EXERCISE AIM. Write out the data below as a numbered list, omitting any blank lines. Begin at the line that contains "passenger, one point per instance." and stop after the last line of the data.

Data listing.
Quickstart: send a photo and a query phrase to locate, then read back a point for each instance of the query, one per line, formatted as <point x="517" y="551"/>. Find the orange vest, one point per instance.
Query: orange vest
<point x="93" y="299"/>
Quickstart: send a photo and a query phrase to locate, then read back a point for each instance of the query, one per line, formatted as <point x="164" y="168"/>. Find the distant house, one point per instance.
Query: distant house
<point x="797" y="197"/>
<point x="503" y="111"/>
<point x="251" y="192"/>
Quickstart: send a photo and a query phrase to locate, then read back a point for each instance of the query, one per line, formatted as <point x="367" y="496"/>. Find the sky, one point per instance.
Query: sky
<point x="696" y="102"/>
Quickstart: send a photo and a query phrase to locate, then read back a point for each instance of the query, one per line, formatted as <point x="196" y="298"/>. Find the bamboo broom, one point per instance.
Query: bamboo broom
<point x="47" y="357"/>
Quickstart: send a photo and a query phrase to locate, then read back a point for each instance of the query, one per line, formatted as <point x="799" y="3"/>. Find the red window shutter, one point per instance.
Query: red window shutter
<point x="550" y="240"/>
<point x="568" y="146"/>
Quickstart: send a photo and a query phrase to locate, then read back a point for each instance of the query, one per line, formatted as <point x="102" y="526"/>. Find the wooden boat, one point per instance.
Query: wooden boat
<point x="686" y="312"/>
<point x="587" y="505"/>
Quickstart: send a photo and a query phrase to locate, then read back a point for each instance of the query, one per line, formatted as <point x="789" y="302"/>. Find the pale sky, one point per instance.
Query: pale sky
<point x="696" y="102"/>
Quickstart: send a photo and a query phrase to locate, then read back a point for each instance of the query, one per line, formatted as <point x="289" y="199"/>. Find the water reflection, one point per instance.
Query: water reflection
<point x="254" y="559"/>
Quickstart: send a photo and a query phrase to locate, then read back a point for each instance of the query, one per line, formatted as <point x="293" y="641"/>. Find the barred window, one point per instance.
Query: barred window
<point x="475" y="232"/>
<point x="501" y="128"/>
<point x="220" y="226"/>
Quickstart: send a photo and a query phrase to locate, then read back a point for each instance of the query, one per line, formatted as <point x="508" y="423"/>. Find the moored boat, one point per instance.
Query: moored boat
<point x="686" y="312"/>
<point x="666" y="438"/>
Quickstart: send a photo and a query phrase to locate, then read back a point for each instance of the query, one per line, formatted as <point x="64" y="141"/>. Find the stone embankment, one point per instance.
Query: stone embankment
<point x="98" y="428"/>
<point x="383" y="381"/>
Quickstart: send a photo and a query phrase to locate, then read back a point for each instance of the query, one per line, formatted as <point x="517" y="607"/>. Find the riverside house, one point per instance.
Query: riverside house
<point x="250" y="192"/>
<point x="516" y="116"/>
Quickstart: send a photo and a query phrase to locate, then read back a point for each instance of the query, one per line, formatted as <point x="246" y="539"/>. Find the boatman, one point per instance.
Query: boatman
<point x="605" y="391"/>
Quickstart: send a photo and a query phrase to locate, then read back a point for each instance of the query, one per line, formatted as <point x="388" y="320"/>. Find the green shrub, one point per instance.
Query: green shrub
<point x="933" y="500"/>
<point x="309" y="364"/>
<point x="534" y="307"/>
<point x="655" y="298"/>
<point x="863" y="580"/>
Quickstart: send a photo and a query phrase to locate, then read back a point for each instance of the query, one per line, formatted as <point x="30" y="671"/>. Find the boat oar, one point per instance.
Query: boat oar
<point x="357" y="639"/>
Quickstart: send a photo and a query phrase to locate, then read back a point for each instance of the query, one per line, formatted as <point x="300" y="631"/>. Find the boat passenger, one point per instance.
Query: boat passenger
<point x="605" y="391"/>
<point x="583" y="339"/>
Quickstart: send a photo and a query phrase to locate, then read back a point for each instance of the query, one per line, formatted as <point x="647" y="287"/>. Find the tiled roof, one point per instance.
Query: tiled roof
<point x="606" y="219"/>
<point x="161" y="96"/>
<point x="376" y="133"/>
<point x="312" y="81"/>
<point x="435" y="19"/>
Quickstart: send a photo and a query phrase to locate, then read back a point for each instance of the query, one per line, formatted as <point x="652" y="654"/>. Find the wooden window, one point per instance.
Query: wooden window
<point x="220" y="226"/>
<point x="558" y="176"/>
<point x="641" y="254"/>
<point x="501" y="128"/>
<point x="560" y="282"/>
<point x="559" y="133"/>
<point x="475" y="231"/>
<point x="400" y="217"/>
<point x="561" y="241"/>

EXPECTED OUTPUT.
1. Quickstart: send a photo and a query phrase to locate, then read back a point for each instance of the query, one per line, formatted as <point x="300" y="631"/>. Find the boat passenger, one point per instance.
2. Query: boat passenger
3. <point x="605" y="391"/>
4. <point x="583" y="339"/>
5. Quickstart: send a photo and a query phrase to locate, then read back a point for each instance of the query, one per line, formatted as <point x="647" y="287"/>. Find the tiled roof, one point per instance.
6. Query: tiled roof
7. <point x="606" y="219"/>
8. <point x="161" y="96"/>
9. <point x="376" y="133"/>
10. <point x="312" y="81"/>
11. <point x="435" y="19"/>
12. Quickstart: send a photo and a query phrase to locate, then read back a point for each instance of the query, one per line, formatted as <point x="652" y="654"/>. Find the wooden window, one point per instance.
13. Query: wooden window
14. <point x="220" y="226"/>
15. <point x="558" y="176"/>
16. <point x="641" y="254"/>
17. <point x="501" y="128"/>
18. <point x="560" y="282"/>
19. <point x="559" y="133"/>
20. <point x="475" y="231"/>
21. <point x="400" y="217"/>
22. <point x="561" y="241"/>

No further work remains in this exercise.